_課題内容_: 以下の本文に登場する西暦の年を、重複を除いて古い順にすべて挙げてください。

_本文_:
【今思うこと】「学院時代の思い出と最近のこと」 21期 瀧澤武信

1970(昭45)年卒 21期 瀧澤武信 G組 理工・数学

学院時代の思い出と最近のこと

写真1 2015年のクラス会 (C)1970年卒学院G組幹事会

 

 私は1951年生まれで2023年には72歳になります。学院には1967年に入学、1970年に卒業、ドイツ語クラス(G組)に在籍しました。担任は世界史の新井慎一先生です。クラブは物理の三觜秀郎先生が指導されていた将棋部に所属していました。同級生にブラスバンドの部員YYさんがいて、誘われて数回演奏会に出場したことがあります(そのうち1回は都の大会でした。その練習のため、合宿にも参加しました)。先日YYさんが現在所属している金管合奏団の定期演奏会を聴きに出かけたところ、この原稿のご依頼を受け、拙文を寄稿することになりました(写真1は2015年のクラス会にて、(C)1970年卒学院G組幹事会)。

_記録データ_:
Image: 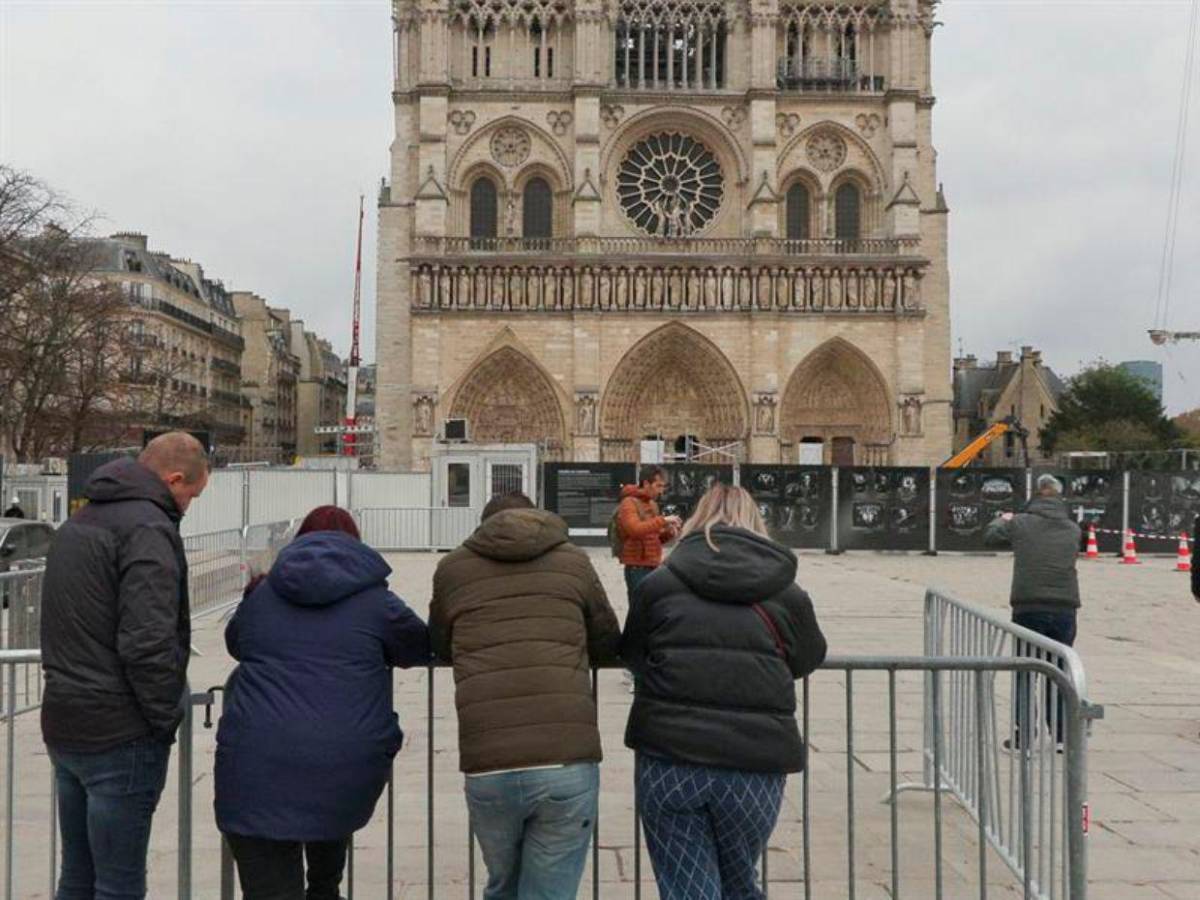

_解答_: 1951年、1967年、1970年、2015年、2023年